TESTO DI LETTURA:
LA RIVOLTA DEI CONTADINI
Sebbene non si possa dire che la rivolta contadina tedesca
sia direttamente legata alla Riforma protestante, le infiammate prediche di due
ex preti, Andreas Carlostadio
e Thomas Münzer, ne
sono comunque un elemento importante.
La rivolta contadina è in parte un aspetto della società signorile: la piccola
e grande società fondiaria, già segnata dall'inflazione, non sapendo
trasformare in modo moderno la sua gestione della terra rispondeva aumentando i
gravami feudali sui contadini. I contadini rispondono con i Dodici articoli
dei ribelli della Svevia, pubblicati nel febbraio 1525. In essi si chiedeva che
le comunità potessero eleggersi da sè i loro parroci, ma anche che fosse
abolita la servitù della gleba, il che appare come elemento di forte modernità.

Righe da un dataset di etichettatura con riquadri:

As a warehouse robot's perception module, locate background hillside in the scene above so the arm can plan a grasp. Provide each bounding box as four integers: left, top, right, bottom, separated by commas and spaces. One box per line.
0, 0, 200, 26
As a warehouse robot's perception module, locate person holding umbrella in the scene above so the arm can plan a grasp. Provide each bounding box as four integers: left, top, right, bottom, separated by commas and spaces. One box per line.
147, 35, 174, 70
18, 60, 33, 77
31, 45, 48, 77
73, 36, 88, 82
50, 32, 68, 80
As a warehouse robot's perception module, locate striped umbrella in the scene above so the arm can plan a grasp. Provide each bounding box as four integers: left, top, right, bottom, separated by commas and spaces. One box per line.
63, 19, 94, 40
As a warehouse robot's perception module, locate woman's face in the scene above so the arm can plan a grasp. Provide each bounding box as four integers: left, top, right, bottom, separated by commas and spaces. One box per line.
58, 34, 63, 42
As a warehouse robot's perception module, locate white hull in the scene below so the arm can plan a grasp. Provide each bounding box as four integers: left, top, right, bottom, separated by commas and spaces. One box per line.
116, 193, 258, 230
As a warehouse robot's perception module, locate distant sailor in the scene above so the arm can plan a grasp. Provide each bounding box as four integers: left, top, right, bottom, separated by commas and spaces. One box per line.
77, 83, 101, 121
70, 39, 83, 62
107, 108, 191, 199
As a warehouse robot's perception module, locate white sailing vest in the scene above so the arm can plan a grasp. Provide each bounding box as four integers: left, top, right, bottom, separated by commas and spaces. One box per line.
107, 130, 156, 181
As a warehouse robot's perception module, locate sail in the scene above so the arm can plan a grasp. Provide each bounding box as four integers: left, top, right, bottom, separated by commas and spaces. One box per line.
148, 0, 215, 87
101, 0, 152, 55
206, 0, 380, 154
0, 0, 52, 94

CONSEGNA: Riscrivi in forma più concisa il paragrafo del testo sulla rivolta dei contadini che comincia con «La rivolta contadina è in parte», conservandone i fatti principali. L'elenco costituisce materiale a sé, separato dal testo.

SVOLGIMENTO: La rivolta contadina è in parte un aspetto della società signorile. La società fondiaria, già colpita dall'inflazione e incapace di modernizzare la gestione della terra, aumentava i gravami feudali sui contadini. Questi risposero con i Dodici articoli dei ribelli della Svevia (febbraio 1525). Gli articoli chiedevano che le comunità eleggessero da sé i parroci e che fosse abolita la servitù della gleba, un elemento di forte modernità.